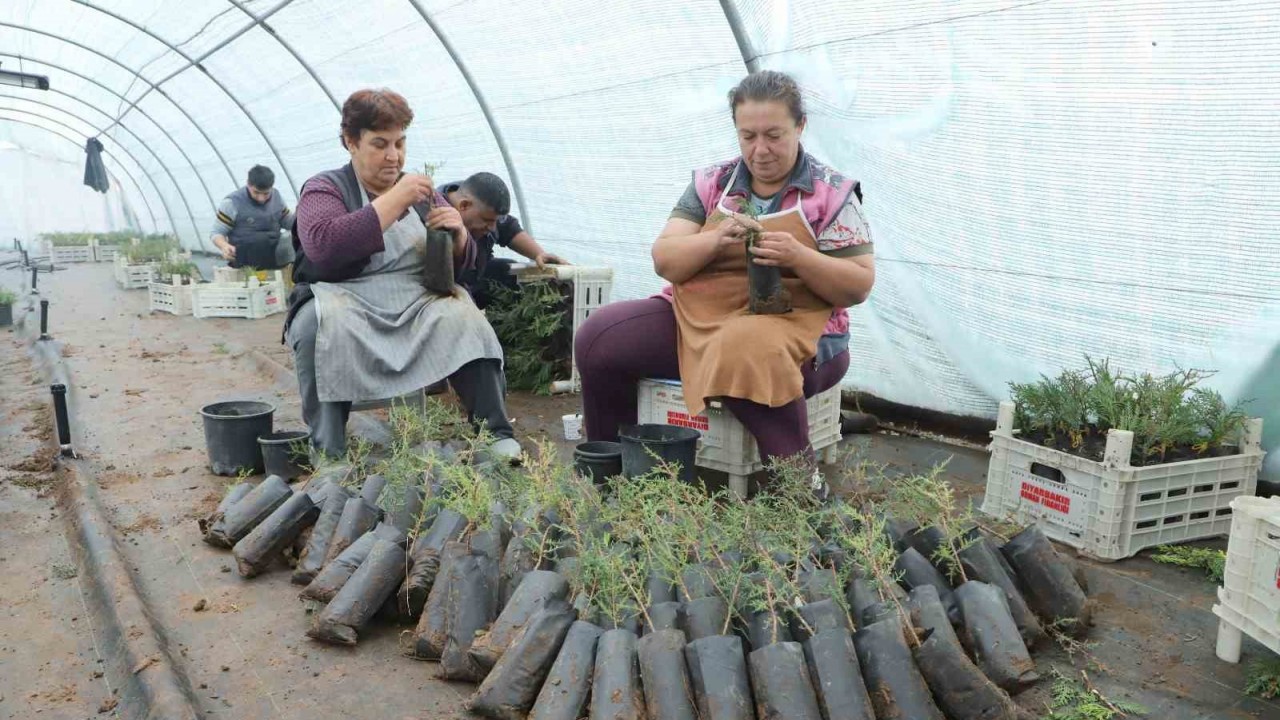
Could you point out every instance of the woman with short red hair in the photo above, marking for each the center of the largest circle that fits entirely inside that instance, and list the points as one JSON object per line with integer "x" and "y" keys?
{"x": 361, "y": 323}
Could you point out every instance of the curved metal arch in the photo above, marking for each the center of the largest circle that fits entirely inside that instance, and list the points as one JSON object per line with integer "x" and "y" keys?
{"x": 484, "y": 109}
{"x": 163, "y": 167}
{"x": 141, "y": 112}
{"x": 136, "y": 74}
{"x": 193, "y": 62}
{"x": 261, "y": 22}
{"x": 108, "y": 153}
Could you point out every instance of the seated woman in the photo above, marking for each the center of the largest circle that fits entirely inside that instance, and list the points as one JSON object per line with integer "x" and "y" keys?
{"x": 361, "y": 323}
{"x": 810, "y": 226}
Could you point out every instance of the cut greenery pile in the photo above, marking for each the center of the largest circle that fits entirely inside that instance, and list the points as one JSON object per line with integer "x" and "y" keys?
{"x": 1170, "y": 415}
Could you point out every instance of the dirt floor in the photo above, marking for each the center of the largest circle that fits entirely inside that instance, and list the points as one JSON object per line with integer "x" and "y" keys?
{"x": 141, "y": 379}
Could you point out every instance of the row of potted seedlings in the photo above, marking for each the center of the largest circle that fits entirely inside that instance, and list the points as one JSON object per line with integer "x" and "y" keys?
{"x": 648, "y": 598}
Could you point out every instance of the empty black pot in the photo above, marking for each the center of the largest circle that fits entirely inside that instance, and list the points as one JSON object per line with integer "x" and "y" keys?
{"x": 231, "y": 434}
{"x": 598, "y": 460}
{"x": 643, "y": 446}
{"x": 286, "y": 452}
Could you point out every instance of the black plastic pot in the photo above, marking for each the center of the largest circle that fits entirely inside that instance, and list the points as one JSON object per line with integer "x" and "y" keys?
{"x": 1048, "y": 584}
{"x": 433, "y": 627}
{"x": 991, "y": 632}
{"x": 231, "y": 499}
{"x": 245, "y": 515}
{"x": 766, "y": 628}
{"x": 917, "y": 572}
{"x": 361, "y": 596}
{"x": 982, "y": 561}
{"x": 664, "y": 675}
{"x": 616, "y": 693}
{"x": 664, "y": 616}
{"x": 568, "y": 684}
{"x": 318, "y": 543}
{"x": 640, "y": 443}
{"x": 598, "y": 460}
{"x": 264, "y": 543}
{"x": 336, "y": 573}
{"x": 894, "y": 682}
{"x": 425, "y": 557}
{"x": 510, "y": 689}
{"x": 232, "y": 429}
{"x": 720, "y": 678}
{"x": 474, "y": 598}
{"x": 836, "y": 675}
{"x": 538, "y": 588}
{"x": 780, "y": 679}
{"x": 818, "y": 616}
{"x": 959, "y": 687}
{"x": 438, "y": 263}
{"x": 286, "y": 452}
{"x": 357, "y": 518}
{"x": 704, "y": 618}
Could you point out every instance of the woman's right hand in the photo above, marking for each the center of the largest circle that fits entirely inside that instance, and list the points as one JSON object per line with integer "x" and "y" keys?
{"x": 734, "y": 228}
{"x": 412, "y": 188}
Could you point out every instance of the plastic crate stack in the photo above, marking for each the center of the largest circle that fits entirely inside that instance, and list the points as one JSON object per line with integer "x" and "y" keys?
{"x": 1111, "y": 510}
{"x": 247, "y": 299}
{"x": 726, "y": 445}
{"x": 592, "y": 291}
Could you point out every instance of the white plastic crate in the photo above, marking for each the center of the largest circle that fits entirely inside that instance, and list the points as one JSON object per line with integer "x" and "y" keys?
{"x": 726, "y": 445}
{"x": 592, "y": 291}
{"x": 104, "y": 253}
{"x": 172, "y": 296}
{"x": 65, "y": 255}
{"x": 133, "y": 277}
{"x": 1111, "y": 510}
{"x": 1249, "y": 597}
{"x": 223, "y": 300}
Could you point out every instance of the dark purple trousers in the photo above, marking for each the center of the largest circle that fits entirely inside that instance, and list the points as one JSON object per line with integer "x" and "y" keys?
{"x": 625, "y": 342}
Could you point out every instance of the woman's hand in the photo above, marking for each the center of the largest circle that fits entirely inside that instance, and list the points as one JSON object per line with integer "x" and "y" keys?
{"x": 448, "y": 219}
{"x": 778, "y": 250}
{"x": 734, "y": 228}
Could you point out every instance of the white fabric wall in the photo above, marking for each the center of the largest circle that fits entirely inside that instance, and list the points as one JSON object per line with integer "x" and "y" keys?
{"x": 42, "y": 191}
{"x": 1045, "y": 178}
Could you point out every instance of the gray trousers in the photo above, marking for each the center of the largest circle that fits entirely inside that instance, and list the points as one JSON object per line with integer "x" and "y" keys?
{"x": 480, "y": 386}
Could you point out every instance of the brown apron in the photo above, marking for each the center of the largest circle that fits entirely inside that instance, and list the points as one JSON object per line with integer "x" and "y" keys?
{"x": 723, "y": 350}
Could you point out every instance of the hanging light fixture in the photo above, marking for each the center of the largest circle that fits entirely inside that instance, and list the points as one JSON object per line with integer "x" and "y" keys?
{"x": 23, "y": 80}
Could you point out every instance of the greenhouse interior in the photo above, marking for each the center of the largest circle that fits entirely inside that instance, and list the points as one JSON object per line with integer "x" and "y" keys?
{"x": 766, "y": 359}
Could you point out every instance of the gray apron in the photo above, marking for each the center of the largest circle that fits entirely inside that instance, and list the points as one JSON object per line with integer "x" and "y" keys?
{"x": 383, "y": 335}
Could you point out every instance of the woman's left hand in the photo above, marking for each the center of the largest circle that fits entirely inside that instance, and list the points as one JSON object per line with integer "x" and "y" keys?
{"x": 448, "y": 219}
{"x": 778, "y": 250}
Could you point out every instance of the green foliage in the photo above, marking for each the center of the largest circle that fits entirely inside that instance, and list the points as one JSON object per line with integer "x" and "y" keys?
{"x": 526, "y": 322}
{"x": 1264, "y": 678}
{"x": 152, "y": 249}
{"x": 1165, "y": 413}
{"x": 1211, "y": 561}
{"x": 1079, "y": 700}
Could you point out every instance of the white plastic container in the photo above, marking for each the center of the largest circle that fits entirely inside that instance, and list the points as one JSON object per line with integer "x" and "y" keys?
{"x": 1249, "y": 597}
{"x": 172, "y": 296}
{"x": 592, "y": 291}
{"x": 726, "y": 445}
{"x": 133, "y": 277}
{"x": 1111, "y": 510}
{"x": 224, "y": 300}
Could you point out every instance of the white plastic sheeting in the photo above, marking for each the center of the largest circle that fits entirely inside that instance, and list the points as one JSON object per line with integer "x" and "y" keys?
{"x": 1045, "y": 178}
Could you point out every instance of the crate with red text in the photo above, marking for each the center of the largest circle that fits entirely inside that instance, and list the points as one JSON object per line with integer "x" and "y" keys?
{"x": 1110, "y": 510}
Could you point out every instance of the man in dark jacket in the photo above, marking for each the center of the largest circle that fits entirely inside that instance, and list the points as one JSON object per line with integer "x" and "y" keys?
{"x": 484, "y": 203}
{"x": 248, "y": 223}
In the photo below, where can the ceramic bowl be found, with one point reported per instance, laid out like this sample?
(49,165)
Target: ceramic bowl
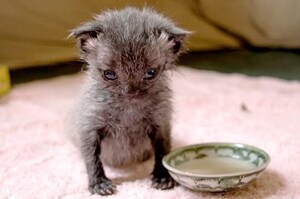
(216,167)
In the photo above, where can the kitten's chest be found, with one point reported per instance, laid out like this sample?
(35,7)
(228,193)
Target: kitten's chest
(130,114)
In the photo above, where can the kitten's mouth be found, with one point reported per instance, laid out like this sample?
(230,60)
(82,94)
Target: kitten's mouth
(135,95)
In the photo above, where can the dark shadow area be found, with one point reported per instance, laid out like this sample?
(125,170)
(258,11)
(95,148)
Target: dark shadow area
(284,64)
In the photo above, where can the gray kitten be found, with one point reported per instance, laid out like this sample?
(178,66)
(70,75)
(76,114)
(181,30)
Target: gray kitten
(124,112)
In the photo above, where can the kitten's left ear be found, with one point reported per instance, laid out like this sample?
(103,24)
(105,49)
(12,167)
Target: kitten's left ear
(85,34)
(177,36)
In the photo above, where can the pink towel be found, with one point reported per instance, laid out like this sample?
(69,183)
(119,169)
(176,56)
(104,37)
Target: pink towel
(38,161)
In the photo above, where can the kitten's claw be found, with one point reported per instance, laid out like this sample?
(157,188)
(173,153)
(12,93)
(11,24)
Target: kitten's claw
(104,188)
(163,183)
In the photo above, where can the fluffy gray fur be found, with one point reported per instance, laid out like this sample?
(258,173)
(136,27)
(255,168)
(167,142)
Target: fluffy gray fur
(126,120)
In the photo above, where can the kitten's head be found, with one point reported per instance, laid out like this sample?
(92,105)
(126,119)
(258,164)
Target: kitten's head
(127,51)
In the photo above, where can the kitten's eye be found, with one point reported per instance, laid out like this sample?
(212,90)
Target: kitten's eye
(149,74)
(110,75)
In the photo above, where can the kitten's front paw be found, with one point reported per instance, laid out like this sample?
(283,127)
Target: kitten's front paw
(163,183)
(104,187)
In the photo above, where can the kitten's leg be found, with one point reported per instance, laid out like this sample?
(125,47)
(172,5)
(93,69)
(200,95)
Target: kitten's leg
(161,178)
(91,149)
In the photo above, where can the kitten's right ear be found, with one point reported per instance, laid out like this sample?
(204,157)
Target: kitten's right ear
(86,35)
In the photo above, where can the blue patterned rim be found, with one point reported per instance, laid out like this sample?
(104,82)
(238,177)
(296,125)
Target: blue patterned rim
(238,150)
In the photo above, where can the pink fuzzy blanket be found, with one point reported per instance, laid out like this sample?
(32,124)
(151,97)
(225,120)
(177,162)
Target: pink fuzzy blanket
(38,161)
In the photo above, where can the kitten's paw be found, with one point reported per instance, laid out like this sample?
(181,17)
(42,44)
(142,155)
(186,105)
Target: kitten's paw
(163,183)
(104,187)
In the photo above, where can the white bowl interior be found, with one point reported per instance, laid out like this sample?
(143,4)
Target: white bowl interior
(215,159)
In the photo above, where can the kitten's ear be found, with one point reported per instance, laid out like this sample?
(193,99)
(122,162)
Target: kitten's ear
(176,36)
(86,35)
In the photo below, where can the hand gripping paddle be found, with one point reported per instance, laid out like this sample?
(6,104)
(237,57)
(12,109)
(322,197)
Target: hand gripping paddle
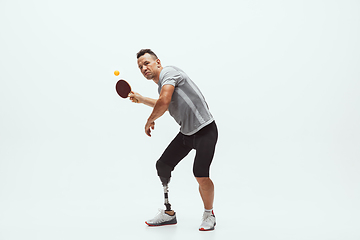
(123,88)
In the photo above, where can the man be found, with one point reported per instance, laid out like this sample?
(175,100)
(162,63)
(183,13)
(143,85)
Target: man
(182,98)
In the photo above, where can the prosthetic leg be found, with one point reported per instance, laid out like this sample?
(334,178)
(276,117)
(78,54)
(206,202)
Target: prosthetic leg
(165,182)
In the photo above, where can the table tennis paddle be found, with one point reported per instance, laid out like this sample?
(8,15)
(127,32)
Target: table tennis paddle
(123,88)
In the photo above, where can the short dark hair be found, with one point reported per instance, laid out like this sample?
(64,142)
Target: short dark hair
(144,51)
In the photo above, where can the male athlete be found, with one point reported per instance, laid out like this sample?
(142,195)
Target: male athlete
(182,98)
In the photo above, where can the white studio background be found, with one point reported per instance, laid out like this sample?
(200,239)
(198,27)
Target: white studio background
(281,78)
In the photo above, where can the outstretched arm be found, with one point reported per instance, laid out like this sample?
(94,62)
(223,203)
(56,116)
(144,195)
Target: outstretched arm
(160,107)
(137,98)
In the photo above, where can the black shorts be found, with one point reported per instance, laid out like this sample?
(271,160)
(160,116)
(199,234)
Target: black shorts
(203,142)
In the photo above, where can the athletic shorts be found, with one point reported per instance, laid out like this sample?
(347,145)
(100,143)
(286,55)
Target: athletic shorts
(203,141)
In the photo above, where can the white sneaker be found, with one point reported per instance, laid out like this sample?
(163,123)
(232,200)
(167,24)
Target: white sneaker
(162,218)
(208,221)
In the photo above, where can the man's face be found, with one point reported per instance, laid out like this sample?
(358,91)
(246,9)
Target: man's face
(149,66)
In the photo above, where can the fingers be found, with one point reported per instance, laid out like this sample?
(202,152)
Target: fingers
(133,97)
(148,128)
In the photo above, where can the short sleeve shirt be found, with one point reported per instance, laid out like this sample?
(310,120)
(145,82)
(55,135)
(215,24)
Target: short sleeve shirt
(188,106)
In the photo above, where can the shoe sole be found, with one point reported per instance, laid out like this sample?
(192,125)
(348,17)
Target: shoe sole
(204,230)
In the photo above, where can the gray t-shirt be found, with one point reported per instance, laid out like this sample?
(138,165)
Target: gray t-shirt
(188,106)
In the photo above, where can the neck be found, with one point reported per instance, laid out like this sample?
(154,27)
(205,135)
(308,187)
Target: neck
(157,77)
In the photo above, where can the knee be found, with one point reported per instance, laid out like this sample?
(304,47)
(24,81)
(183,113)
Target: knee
(205,182)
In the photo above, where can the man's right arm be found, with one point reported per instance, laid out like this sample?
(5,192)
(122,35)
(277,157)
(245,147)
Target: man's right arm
(137,98)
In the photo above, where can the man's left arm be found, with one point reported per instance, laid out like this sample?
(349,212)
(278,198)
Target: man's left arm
(161,106)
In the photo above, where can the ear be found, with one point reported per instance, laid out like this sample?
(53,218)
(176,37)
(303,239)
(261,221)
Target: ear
(158,62)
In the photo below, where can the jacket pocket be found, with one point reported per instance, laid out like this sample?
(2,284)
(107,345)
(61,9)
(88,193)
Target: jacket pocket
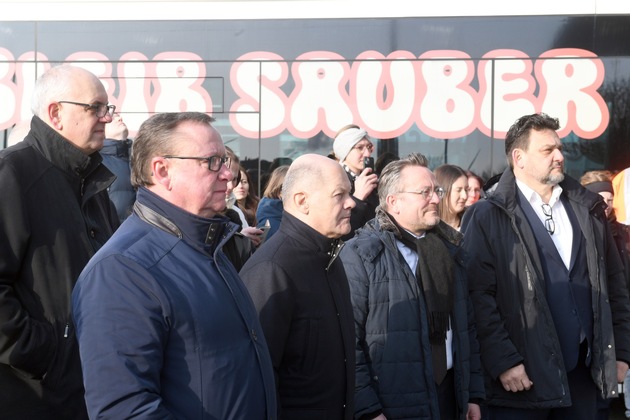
(64,337)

• [Problem description] Where does the word "below" occur in the data? Copy every line that has it.

• [Response area]
In the photo below, where can the ceramic bowl be found, with one point reported per instance, laid out like this sample?
In the photo below, where can the hand gripping paddle be found, with one point reported per instance, laid out like this sample?
In the photo below, where can the jacket pocket be found, with one point reported per instance, laid out like this sample?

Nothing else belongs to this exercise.